(Stored data entries)
*** Block opens ***

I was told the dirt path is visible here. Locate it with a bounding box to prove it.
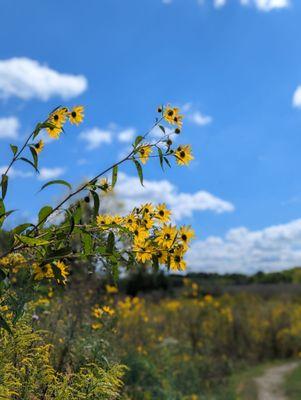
[254,362,299,400]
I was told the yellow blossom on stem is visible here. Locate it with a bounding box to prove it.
[174,145,194,166]
[178,226,195,248]
[33,139,44,154]
[155,225,177,249]
[138,145,152,164]
[133,241,153,264]
[170,249,186,271]
[154,203,171,223]
[69,106,84,125]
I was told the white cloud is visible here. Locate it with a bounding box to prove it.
[188,111,212,126]
[112,173,234,220]
[0,58,87,101]
[187,219,301,274]
[38,167,65,180]
[293,86,301,108]
[214,0,227,7]
[0,117,19,139]
[79,127,112,150]
[240,0,290,11]
[118,128,136,143]
[0,166,33,178]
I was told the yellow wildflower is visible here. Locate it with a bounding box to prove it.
[33,139,44,154]
[155,225,177,248]
[174,145,194,166]
[178,226,195,248]
[96,214,112,228]
[99,178,111,192]
[105,284,118,294]
[46,124,62,139]
[33,263,54,281]
[133,226,149,244]
[54,260,69,284]
[138,145,152,164]
[124,213,138,232]
[92,305,103,319]
[155,203,171,223]
[69,105,84,125]
[102,306,115,316]
[133,242,153,264]
[141,203,154,215]
[49,107,68,125]
[91,322,102,330]
[170,249,186,271]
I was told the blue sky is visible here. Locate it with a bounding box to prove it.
[1,0,301,273]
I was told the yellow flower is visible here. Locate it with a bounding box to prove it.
[33,139,44,154]
[133,226,149,244]
[99,178,111,192]
[102,305,115,316]
[141,215,154,230]
[138,145,152,164]
[155,225,177,249]
[141,203,154,216]
[91,322,102,330]
[156,250,168,265]
[133,242,153,264]
[92,305,103,319]
[164,106,183,128]
[33,263,54,281]
[105,284,118,294]
[54,261,69,284]
[69,105,84,125]
[178,226,195,248]
[124,213,138,232]
[46,124,62,139]
[96,214,111,228]
[49,107,68,125]
[155,203,171,223]
[170,249,186,271]
[111,215,123,225]
[174,145,194,166]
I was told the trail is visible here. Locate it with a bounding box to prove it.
[254,362,299,400]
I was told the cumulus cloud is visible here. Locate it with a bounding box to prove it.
[240,0,290,11]
[0,166,32,178]
[0,58,87,101]
[188,111,212,126]
[79,127,112,150]
[38,167,65,180]
[293,86,301,108]
[187,219,301,274]
[117,128,136,143]
[0,117,19,139]
[112,173,234,220]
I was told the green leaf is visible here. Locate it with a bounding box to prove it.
[133,159,144,186]
[164,157,171,168]
[0,268,6,281]
[18,157,39,172]
[38,206,53,226]
[39,179,72,192]
[0,210,16,221]
[90,190,100,219]
[106,231,115,254]
[82,232,93,255]
[112,165,118,188]
[12,223,34,235]
[134,135,143,148]
[158,148,164,170]
[0,199,5,228]
[158,125,165,134]
[0,315,12,335]
[10,144,18,156]
[29,146,38,169]
[1,174,8,199]
[15,234,50,246]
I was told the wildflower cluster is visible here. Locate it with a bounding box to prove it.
[96,203,194,271]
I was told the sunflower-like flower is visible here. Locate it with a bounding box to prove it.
[178,226,195,249]
[99,178,111,192]
[102,305,115,316]
[92,305,104,319]
[69,105,84,125]
[141,203,154,216]
[164,106,183,128]
[155,203,171,223]
[54,260,69,284]
[96,214,112,228]
[49,107,68,125]
[33,263,54,281]
[155,225,177,249]
[156,249,168,265]
[141,215,154,230]
[174,145,194,166]
[133,241,153,263]
[133,226,149,244]
[170,249,186,271]
[123,213,138,232]
[46,124,63,139]
[33,139,44,154]
[138,145,152,164]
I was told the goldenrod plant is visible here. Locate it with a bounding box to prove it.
[0,104,194,333]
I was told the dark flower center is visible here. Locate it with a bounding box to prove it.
[180,151,186,158]
[71,111,77,118]
[182,234,187,242]
[175,255,181,262]
[168,110,174,117]
[53,114,59,121]
[164,234,171,240]
[159,210,164,216]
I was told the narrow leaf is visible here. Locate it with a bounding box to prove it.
[91,190,100,219]
[133,159,144,186]
[106,231,115,254]
[134,135,143,148]
[0,315,12,335]
[112,165,118,188]
[15,234,50,246]
[158,148,164,170]
[19,157,39,172]
[29,146,38,169]
[38,206,53,226]
[1,175,8,199]
[39,180,72,192]
[10,145,18,156]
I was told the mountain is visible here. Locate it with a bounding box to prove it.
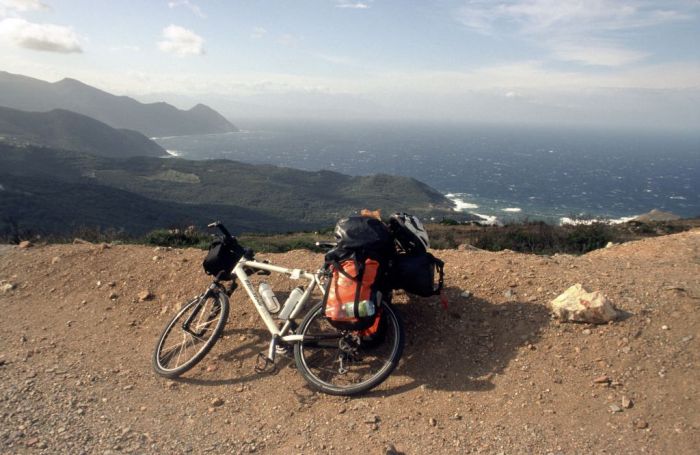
[0,106,165,158]
[0,71,238,137]
[0,144,455,235]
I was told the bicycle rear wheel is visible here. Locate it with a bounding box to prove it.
[152,289,229,378]
[294,301,404,396]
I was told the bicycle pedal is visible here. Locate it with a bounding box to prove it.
[254,352,275,374]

*** Block closes ***

◆ Task prompt: Omit each image and transcribe the remaining records word for word.

◆ Answer below:
I was told the dirt path is visible here. Locate it with a bounding box to prove it.
[254,362,299,400]
I was told the yellow blossom on stem is visible here. Locate it with a bounding box to prove it.
[174,145,194,166]
[178,226,195,248]
[33,139,44,154]
[155,225,177,249]
[138,145,152,164]
[133,241,153,264]
[170,249,186,271]
[154,203,171,223]
[69,106,84,125]
I was told the white cloud is visible here. Locate it with a bounding box to prove it.
[188,111,212,126]
[112,173,234,220]
[0,58,87,101]
[187,219,301,274]
[38,167,65,180]
[293,86,301,108]
[214,0,227,7]
[0,117,19,139]
[79,127,112,150]
[240,0,290,11]
[118,128,136,143]
[0,166,33,178]
I was told the yellow wildflower is visible here. Locate it with a bounding box to prove it.
[33,139,44,154]
[155,225,177,248]
[174,145,194,166]
[178,226,195,248]
[96,214,112,228]
[99,178,111,192]
[105,284,118,294]
[46,124,62,139]
[33,263,54,281]
[133,226,149,244]
[54,260,69,284]
[138,145,152,164]
[124,213,138,232]
[92,305,103,319]
[155,203,171,223]
[69,105,84,125]
[102,306,115,316]
[133,242,153,264]
[141,203,154,215]
[49,107,68,125]
[91,322,102,330]
[170,249,186,271]
I was told the blue sky is visible here. Locate it with a bounding box to prove it.
[1,0,301,273]
I was told the yellow flower is visible here. Locate it with a bounding box to prove it.
[33,139,44,154]
[133,226,149,244]
[99,178,111,192]
[102,305,115,316]
[141,215,154,230]
[138,145,152,164]
[155,225,177,249]
[141,203,154,216]
[91,322,102,330]
[156,250,168,265]
[133,242,153,264]
[92,305,103,319]
[164,106,183,128]
[33,263,54,281]
[105,284,118,294]
[54,261,69,284]
[69,105,84,125]
[178,226,195,248]
[124,213,138,232]
[46,124,62,139]
[96,214,111,228]
[49,107,68,125]
[155,203,171,223]
[170,249,186,271]
[111,215,123,225]
[174,145,194,166]
I was told the trail is visible here. Locate it with a bounding box to prove it.
[254,362,299,400]
I was told the cumulus cloud is visible here. Locate it with a bounding box to prove it.
[240,0,290,11]
[0,166,32,178]
[0,58,87,101]
[188,111,212,126]
[79,127,112,150]
[38,167,65,180]
[293,86,301,108]
[187,219,301,274]
[117,128,136,143]
[0,117,19,139]
[112,173,234,220]
I was told the green leaf is visible here. Locate it with a bounding box to prove it.
[133,159,144,186]
[164,157,171,168]
[0,268,6,281]
[18,157,39,172]
[38,206,53,226]
[39,179,72,192]
[0,210,16,221]
[90,190,100,219]
[106,231,115,254]
[82,232,93,255]
[112,165,118,188]
[12,223,34,235]
[134,135,143,148]
[158,148,164,170]
[0,199,5,228]
[158,125,165,134]
[0,315,12,335]
[10,144,18,156]
[29,146,38,169]
[1,174,8,199]
[15,234,50,246]
I was told the wildflower cluster is visible here. Locate it with a bounding box to prove it.
[96,203,194,271]
I was told the sunflower-like flower is visible here. Locate it with a bounding box to prove it.
[178,226,195,249]
[99,178,111,192]
[102,305,115,316]
[92,305,104,319]
[69,105,84,125]
[141,203,154,216]
[164,106,183,128]
[155,203,171,223]
[54,260,69,284]
[96,214,112,228]
[49,107,68,125]
[33,263,54,281]
[155,225,177,249]
[156,249,168,265]
[141,215,154,230]
[174,145,194,166]
[133,241,153,263]
[133,226,149,244]
[170,249,186,271]
[123,213,138,232]
[46,124,63,139]
[33,139,44,154]
[138,145,152,164]
I was told the goldenrod plant is visible here. Locate it with a bounding box to prove it.
[0,104,194,333]
I was told the dark flower center is visible here. Locate it with a bounding box to prove it.
[180,151,186,158]
[71,111,77,118]
[182,234,187,242]
[175,255,181,262]
[168,110,174,117]
[53,114,59,121]
[164,234,171,240]
[159,210,164,216]
I was told the narrow leaf is visible here. Locate it with a bounding box to prove it.
[91,190,100,219]
[133,159,144,186]
[106,231,115,254]
[134,135,143,148]
[0,315,12,335]
[112,165,118,188]
[15,234,50,246]
[158,148,164,170]
[19,157,39,172]
[29,146,38,169]
[38,206,53,226]
[1,175,8,199]
[39,180,72,192]
[10,145,18,156]
I was told the mountain is visible here. Locate it with a bounding box to prove it.
[0,106,165,158]
[0,71,238,137]
[0,144,455,235]
I was told the bicycle rear wheel is visible here. Locate it with a bounding box to prove it.
[152,289,229,378]
[294,301,404,396]
I was told the bicycle pedal is visible here. Locate it with a bounding box to prove it.
[254,352,275,374]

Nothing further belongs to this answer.